An exact copy of the lines from the one containing "Where can the ladder" through the final line of the records is the only acceptable answer.
━━━ Excerpted records ━━━
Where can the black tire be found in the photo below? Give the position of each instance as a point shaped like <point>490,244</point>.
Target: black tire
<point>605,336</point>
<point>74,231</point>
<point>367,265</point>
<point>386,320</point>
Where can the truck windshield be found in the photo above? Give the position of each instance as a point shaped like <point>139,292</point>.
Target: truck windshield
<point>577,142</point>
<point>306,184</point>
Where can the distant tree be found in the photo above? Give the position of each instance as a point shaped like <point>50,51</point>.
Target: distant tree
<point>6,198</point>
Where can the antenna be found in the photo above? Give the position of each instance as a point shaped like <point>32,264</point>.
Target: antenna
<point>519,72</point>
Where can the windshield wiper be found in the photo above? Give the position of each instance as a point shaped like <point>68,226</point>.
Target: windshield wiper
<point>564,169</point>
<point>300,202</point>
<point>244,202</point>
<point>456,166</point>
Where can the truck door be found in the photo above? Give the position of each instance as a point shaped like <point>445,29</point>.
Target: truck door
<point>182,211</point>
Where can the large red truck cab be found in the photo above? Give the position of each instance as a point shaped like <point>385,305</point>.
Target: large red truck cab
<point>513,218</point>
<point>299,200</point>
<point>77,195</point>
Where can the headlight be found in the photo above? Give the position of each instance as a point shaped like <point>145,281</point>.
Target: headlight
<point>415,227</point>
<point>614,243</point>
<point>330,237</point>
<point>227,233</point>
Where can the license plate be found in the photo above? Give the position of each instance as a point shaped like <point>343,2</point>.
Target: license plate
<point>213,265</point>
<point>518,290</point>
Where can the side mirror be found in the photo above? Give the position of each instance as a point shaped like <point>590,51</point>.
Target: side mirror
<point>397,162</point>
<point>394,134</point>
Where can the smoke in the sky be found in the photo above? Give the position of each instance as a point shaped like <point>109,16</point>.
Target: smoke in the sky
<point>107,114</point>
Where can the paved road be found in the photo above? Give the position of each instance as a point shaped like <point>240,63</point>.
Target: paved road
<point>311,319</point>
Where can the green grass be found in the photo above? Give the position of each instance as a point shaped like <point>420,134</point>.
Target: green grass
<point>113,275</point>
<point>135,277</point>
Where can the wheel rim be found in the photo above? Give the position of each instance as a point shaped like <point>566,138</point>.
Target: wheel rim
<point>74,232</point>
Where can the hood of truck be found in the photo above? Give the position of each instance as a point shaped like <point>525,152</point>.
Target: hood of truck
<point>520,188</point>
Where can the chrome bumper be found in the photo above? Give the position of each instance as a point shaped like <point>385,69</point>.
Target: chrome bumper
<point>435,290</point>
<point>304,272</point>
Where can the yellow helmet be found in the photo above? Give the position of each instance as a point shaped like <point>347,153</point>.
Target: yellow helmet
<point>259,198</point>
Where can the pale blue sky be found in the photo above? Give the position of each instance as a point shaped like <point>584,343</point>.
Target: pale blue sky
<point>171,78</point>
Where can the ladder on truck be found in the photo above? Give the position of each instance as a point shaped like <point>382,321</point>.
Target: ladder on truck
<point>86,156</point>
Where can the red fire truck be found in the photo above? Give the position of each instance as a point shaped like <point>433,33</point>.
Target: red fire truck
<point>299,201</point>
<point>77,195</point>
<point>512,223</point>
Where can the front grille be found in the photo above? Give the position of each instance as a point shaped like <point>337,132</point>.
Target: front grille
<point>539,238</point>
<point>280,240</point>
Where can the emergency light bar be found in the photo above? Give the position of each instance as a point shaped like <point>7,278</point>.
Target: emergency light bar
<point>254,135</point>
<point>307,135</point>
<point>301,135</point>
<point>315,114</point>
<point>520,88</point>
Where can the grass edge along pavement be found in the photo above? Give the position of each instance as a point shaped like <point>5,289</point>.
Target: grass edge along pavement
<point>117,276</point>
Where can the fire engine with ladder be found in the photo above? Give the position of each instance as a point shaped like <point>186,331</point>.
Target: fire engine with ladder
━━━
## Finished task
Where can the ladder on truck be found in the photo above? Give the position of each instance as a point shaped like <point>382,321</point>.
Target: ladder on truck
<point>86,156</point>
Where can the red fire truck be found in the photo above? Give the position of each instance as a point shaped like <point>433,33</point>.
Target: red fire truck
<point>299,201</point>
<point>77,195</point>
<point>512,223</point>
Where can the front grille be found in the photo above? Give the position of each instance as a point shaped like <point>337,132</point>.
Target: front grille
<point>539,238</point>
<point>280,240</point>
Where can the emergency light bar be found in the photo above? Give the position of each instance as a point shaped like <point>7,278</point>.
Target: emergency light bar
<point>254,135</point>
<point>307,135</point>
<point>301,135</point>
<point>315,114</point>
<point>520,88</point>
Where can the grass edge along pavement be found in the photo above? Give the position of each instance as a point shaped like <point>5,289</point>.
Target: grass edge along pavement
<point>117,276</point>
Where can the fire engine with ladder be found in the photo above? Give the position of each instance as a point shaped like <point>186,331</point>.
Target: fire engine with ladder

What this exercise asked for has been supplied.